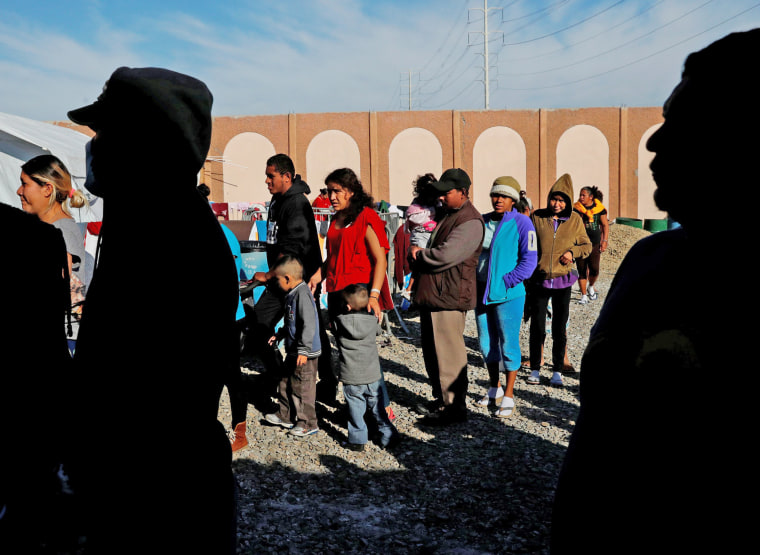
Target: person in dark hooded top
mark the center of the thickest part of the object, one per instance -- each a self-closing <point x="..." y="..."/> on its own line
<point x="158" y="337"/>
<point x="34" y="376"/>
<point x="561" y="239"/>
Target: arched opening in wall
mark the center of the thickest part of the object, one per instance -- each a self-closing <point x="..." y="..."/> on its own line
<point x="646" y="206"/>
<point x="584" y="153"/>
<point x="413" y="152"/>
<point x="245" y="159"/>
<point x="498" y="151"/>
<point x="328" y="151"/>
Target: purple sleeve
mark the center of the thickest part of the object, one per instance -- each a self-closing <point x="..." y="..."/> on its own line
<point x="527" y="252"/>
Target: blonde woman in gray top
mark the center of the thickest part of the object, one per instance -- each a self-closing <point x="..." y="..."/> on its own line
<point x="46" y="191"/>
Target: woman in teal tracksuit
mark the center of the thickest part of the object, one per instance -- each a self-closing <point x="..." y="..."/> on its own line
<point x="508" y="257"/>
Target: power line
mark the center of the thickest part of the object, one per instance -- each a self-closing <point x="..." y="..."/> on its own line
<point x="568" y="27"/>
<point x="591" y="37"/>
<point x="634" y="61"/>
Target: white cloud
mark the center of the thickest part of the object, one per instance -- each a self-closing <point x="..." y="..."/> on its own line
<point x="341" y="55"/>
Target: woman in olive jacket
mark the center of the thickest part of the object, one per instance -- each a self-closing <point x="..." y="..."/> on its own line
<point x="561" y="239"/>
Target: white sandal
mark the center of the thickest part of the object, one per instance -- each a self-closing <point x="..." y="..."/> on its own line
<point x="494" y="396"/>
<point x="507" y="408"/>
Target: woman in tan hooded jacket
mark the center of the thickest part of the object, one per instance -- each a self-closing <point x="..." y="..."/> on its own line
<point x="561" y="239"/>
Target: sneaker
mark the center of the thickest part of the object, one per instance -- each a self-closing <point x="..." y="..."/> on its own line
<point x="393" y="442"/>
<point x="507" y="408"/>
<point x="237" y="437"/>
<point x="300" y="431"/>
<point x="445" y="417"/>
<point x="277" y="421"/>
<point x="428" y="407"/>
<point x="390" y="413"/>
<point x="494" y="396"/>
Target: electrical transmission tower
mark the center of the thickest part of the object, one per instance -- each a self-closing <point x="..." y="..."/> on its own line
<point x="409" y="87"/>
<point x="486" y="64"/>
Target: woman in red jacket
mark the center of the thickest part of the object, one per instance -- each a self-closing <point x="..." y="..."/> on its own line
<point x="357" y="248"/>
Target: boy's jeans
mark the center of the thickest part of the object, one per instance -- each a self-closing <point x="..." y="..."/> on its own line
<point x="361" y="399"/>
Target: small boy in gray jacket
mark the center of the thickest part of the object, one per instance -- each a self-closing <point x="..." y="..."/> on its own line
<point x="360" y="370"/>
<point x="297" y="391"/>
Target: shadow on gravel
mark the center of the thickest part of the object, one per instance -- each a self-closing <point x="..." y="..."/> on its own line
<point x="451" y="493"/>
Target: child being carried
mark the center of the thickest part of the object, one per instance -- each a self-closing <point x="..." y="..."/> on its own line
<point x="359" y="370"/>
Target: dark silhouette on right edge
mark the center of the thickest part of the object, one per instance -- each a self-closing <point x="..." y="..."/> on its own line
<point x="657" y="460"/>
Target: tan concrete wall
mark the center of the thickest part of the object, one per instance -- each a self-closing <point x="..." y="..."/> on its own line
<point x="597" y="146"/>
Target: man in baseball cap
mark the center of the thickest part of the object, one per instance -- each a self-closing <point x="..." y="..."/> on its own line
<point x="157" y="340"/>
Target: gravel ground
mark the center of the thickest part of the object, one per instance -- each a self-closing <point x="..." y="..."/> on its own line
<point x="484" y="486"/>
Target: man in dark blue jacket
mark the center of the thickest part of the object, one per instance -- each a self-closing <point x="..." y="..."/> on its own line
<point x="291" y="230"/>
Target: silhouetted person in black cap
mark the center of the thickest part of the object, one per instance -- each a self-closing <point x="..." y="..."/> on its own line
<point x="159" y="326"/>
<point x="659" y="460"/>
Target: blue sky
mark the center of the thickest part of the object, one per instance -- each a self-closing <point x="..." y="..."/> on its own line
<point x="341" y="55"/>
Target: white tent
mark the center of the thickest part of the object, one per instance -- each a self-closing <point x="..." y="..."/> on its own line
<point x="22" y="139"/>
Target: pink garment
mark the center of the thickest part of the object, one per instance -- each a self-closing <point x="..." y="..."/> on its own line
<point x="420" y="216"/>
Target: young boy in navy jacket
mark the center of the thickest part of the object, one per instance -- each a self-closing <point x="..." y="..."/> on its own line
<point x="297" y="390"/>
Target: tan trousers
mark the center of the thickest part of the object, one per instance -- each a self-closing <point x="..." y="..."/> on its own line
<point x="445" y="355"/>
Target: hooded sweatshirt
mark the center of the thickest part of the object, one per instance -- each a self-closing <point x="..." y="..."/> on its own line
<point x="556" y="237"/>
<point x="355" y="335"/>
<point x="291" y="228"/>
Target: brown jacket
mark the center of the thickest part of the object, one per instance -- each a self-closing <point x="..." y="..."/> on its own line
<point x="447" y="268"/>
<point x="570" y="236"/>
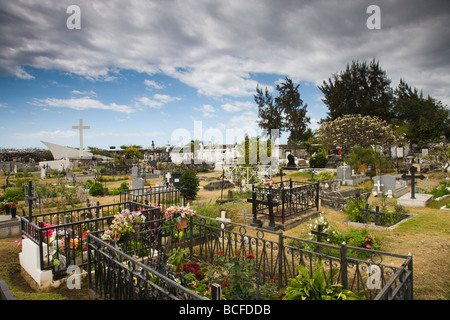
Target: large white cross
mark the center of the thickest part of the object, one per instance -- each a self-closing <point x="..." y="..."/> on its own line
<point x="378" y="185"/>
<point x="81" y="127"/>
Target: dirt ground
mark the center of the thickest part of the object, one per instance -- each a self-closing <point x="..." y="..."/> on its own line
<point x="426" y="237"/>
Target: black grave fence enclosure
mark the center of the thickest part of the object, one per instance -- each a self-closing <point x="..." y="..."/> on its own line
<point x="124" y="271"/>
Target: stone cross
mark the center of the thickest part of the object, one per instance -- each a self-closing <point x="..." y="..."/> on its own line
<point x="413" y="178"/>
<point x="81" y="127"/>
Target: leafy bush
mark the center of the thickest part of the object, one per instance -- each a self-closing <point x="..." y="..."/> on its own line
<point x="190" y="182"/>
<point x="13" y="195"/>
<point x="317" y="286"/>
<point x="96" y="189"/>
<point x="352" y="211"/>
<point x="326" y="175"/>
<point x="318" y="161"/>
<point x="440" y="190"/>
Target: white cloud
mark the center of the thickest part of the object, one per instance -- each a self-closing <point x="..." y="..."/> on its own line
<point x="207" y="110"/>
<point x="157" y="102"/>
<point x="57" y="134"/>
<point x="89" y="93"/>
<point x="216" y="47"/>
<point x="84" y="103"/>
<point x="237" y="106"/>
<point x="153" y="84"/>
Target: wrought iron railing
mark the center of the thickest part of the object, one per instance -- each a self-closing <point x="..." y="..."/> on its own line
<point x="381" y="275"/>
<point x="61" y="236"/>
<point x="283" y="199"/>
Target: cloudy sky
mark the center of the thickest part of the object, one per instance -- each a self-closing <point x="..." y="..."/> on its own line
<point x="137" y="71"/>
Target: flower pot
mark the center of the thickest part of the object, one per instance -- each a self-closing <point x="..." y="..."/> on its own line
<point x="181" y="225"/>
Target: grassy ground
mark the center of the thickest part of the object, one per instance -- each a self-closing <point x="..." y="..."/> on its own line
<point x="426" y="237"/>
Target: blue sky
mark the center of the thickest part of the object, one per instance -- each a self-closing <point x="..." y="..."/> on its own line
<point x="141" y="70"/>
<point x="132" y="108"/>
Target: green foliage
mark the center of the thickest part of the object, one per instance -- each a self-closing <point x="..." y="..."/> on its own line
<point x="316" y="286"/>
<point x="286" y="112"/>
<point x="13" y="195"/>
<point x="96" y="189"/>
<point x="352" y="211"/>
<point x="440" y="190"/>
<point x="190" y="182"/>
<point x="177" y="256"/>
<point x="318" y="161"/>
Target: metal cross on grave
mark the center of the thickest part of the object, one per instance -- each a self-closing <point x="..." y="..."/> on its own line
<point x="379" y="185"/>
<point x="413" y="178"/>
<point x="319" y="233"/>
<point x="30" y="198"/>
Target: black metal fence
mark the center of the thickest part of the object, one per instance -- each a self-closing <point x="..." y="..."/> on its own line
<point x="381" y="275"/>
<point x="163" y="196"/>
<point x="283" y="199"/>
<point x="62" y="236"/>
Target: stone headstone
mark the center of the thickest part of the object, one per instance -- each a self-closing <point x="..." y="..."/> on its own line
<point x="134" y="172"/>
<point x="388" y="182"/>
<point x="344" y="173"/>
<point x="138" y="183"/>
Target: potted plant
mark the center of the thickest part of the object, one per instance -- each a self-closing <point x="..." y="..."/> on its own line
<point x="179" y="214"/>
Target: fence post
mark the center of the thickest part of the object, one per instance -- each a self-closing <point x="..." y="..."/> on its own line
<point x="344" y="273"/>
<point x="191" y="235"/>
<point x="317" y="195"/>
<point x="280" y="259"/>
<point x="216" y="292"/>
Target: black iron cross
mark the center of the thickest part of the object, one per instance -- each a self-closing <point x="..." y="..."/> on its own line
<point x="319" y="233"/>
<point x="30" y="198"/>
<point x="270" y="202"/>
<point x="413" y="178"/>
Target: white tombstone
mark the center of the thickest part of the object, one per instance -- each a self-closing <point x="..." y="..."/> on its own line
<point x="30" y="261"/>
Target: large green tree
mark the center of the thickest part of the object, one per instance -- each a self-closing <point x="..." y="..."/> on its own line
<point x="421" y="119"/>
<point x="286" y="112"/>
<point x="363" y="88"/>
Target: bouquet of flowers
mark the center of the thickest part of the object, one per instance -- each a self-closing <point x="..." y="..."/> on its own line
<point x="123" y="223"/>
<point x="178" y="213"/>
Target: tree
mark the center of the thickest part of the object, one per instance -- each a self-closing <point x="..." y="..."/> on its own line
<point x="421" y="119"/>
<point x="132" y="152"/>
<point x="269" y="115"/>
<point x="361" y="89"/>
<point x="288" y="100"/>
<point x="285" y="113"/>
<point x="356" y="130"/>
<point x="441" y="154"/>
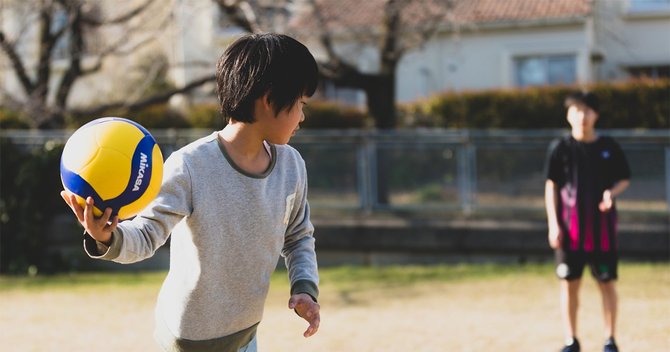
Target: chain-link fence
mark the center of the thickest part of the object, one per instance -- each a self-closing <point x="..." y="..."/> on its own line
<point x="467" y="171"/>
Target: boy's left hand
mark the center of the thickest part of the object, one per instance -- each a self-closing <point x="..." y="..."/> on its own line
<point x="304" y="305"/>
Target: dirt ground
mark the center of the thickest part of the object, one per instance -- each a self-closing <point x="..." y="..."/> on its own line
<point x="511" y="313"/>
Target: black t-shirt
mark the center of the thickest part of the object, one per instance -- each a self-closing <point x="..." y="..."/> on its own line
<point x="582" y="172"/>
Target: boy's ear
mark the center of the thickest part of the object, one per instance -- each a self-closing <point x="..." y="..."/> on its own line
<point x="267" y="104"/>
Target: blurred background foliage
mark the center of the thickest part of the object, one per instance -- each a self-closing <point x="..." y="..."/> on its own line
<point x="30" y="194"/>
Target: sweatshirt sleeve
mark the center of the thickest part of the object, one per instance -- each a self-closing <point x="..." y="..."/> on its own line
<point x="137" y="239"/>
<point x="299" y="251"/>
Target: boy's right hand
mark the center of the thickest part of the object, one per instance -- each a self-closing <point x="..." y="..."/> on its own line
<point x="555" y="237"/>
<point x="100" y="228"/>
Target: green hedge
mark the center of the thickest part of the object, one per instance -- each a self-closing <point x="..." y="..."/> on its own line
<point x="29" y="199"/>
<point x="633" y="104"/>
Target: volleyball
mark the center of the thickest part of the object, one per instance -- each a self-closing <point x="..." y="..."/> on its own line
<point x="117" y="162"/>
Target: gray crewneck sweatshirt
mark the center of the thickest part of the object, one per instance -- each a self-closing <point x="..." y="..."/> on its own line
<point x="228" y="229"/>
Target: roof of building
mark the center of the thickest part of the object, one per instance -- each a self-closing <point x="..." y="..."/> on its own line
<point x="352" y="14"/>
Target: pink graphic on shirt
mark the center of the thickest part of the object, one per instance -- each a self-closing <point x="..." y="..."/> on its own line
<point x="574" y="229"/>
<point x="570" y="215"/>
<point x="604" y="234"/>
<point x="588" y="227"/>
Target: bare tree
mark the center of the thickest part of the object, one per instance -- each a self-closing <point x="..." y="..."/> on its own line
<point x="390" y="27"/>
<point x="76" y="37"/>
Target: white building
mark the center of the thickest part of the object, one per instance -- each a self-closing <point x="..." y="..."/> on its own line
<point x="498" y="44"/>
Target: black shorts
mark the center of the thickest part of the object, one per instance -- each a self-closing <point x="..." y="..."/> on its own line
<point x="570" y="265"/>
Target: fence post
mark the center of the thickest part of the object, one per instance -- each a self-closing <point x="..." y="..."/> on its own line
<point x="467" y="175"/>
<point x="366" y="177"/>
<point x="667" y="179"/>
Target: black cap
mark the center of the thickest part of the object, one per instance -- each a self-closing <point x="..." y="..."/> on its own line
<point x="585" y="98"/>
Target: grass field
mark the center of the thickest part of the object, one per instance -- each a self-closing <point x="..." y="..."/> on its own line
<point x="397" y="308"/>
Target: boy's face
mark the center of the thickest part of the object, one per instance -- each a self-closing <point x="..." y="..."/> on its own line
<point x="582" y="118"/>
<point x="287" y="122"/>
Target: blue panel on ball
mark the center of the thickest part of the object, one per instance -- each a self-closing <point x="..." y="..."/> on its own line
<point x="77" y="185"/>
<point x="140" y="173"/>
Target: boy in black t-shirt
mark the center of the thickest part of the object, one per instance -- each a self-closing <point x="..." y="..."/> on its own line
<point x="585" y="173"/>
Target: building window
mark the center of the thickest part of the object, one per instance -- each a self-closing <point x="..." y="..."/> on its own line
<point x="648" y="5"/>
<point x="655" y="72"/>
<point x="346" y="96"/>
<point x="545" y="70"/>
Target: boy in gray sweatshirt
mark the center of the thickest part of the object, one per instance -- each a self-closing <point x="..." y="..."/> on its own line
<point x="233" y="202"/>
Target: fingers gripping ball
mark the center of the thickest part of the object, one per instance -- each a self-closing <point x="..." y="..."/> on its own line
<point x="117" y="162"/>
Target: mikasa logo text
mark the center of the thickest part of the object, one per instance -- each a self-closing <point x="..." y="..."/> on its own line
<point x="140" y="172"/>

§ **The request**:
The lines to reproduce run from the one that contains "Target: boy in gray sweatshirt" through the last line above; copy them exactly.

§ **Full response**:
Target: boy in gray sweatshirt
mark the center of the thickest part of the object, one per instance -- each a self-closing <point x="..." y="..."/> on its own line
<point x="233" y="202"/>
Target: fingers gripping ball
mark the center of the thickest part of the object, one per instance -- each a self-closing <point x="..." y="..."/> on its own line
<point x="117" y="162"/>
Target: mikasa logo text
mark the center of the thickest part of the object, one per instance -- each a self-closing <point x="..." y="..."/> on its own line
<point x="140" y="172"/>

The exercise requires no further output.